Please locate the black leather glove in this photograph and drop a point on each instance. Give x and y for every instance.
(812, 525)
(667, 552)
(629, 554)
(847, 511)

WRITTEN TASK:
Convert the listing above into a JSON list of strings, one string per line, leaving out any blank lines.

SOLUTION:
[
  "Please locate the black leather glove in this photograph and drop a point on each instance. Give x and y for every instance.",
  "(812, 525)",
  "(667, 552)",
  "(629, 554)",
  "(847, 511)"
]